■ **The records**:
╭──

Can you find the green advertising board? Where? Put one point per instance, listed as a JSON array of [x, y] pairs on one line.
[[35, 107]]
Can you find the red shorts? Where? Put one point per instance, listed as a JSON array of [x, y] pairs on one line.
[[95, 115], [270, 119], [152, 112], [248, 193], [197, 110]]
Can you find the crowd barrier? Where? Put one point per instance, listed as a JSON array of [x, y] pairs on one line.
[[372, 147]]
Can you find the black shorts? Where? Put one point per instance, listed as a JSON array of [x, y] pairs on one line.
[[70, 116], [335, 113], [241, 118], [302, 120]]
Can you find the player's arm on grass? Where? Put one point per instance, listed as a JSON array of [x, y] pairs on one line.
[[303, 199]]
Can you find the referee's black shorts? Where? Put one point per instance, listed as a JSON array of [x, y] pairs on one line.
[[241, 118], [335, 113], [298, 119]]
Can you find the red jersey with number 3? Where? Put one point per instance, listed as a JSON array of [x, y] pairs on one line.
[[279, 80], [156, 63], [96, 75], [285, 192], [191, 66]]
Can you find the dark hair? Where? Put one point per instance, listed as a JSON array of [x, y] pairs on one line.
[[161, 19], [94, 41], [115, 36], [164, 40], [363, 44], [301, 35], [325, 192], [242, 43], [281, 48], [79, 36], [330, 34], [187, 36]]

╰──

■ **Task goal**: Swap "Put" for "Place" throughout the items above, leaving everything else unchanged.

■ **Expected answer**:
Can you find the green advertising board? Where? Place one point per instance, listed as a JSON array of [x, y] pairs on one line.
[[35, 107]]
Can you find the red shorts? Where? Place one point per instance, listed as a JSON array of [x, y] pairs on one line.
[[95, 115], [270, 119], [152, 112], [248, 193], [197, 110]]
Can you find the crowd barrier? Where? Place one point per instance, listed as a JSON array of [x, y] pairs on one line.
[[372, 147]]
Can you find the black shorts? Where? Place one point per instance, listed as a JSON array of [x, y] pairs on one line.
[[70, 116], [335, 113], [241, 118], [302, 120]]
Can you find the player's arm on grass? Where? Place one point per instance, listed as a JSON array of [x, y] pairs on one line.
[[303, 199]]
Can you find the referee's black shorts? Where? Place one point per instance, listed as a JSON array of [x, y] pairs on one line.
[[241, 118], [335, 113], [298, 119]]
Can you find the red jersey with number 3? Where? Place one point per instance, listed as a JSON array of [x, y] pairs on one line.
[[279, 80], [156, 63], [96, 75], [285, 192], [191, 66]]
Can you find the dark hair? Where? Place one point per instance, listed as a JSON array of [x, y] pairs on one line.
[[161, 19], [94, 41], [115, 36], [164, 40], [363, 44], [301, 35], [325, 192], [242, 43], [281, 48], [79, 36], [330, 34], [187, 36]]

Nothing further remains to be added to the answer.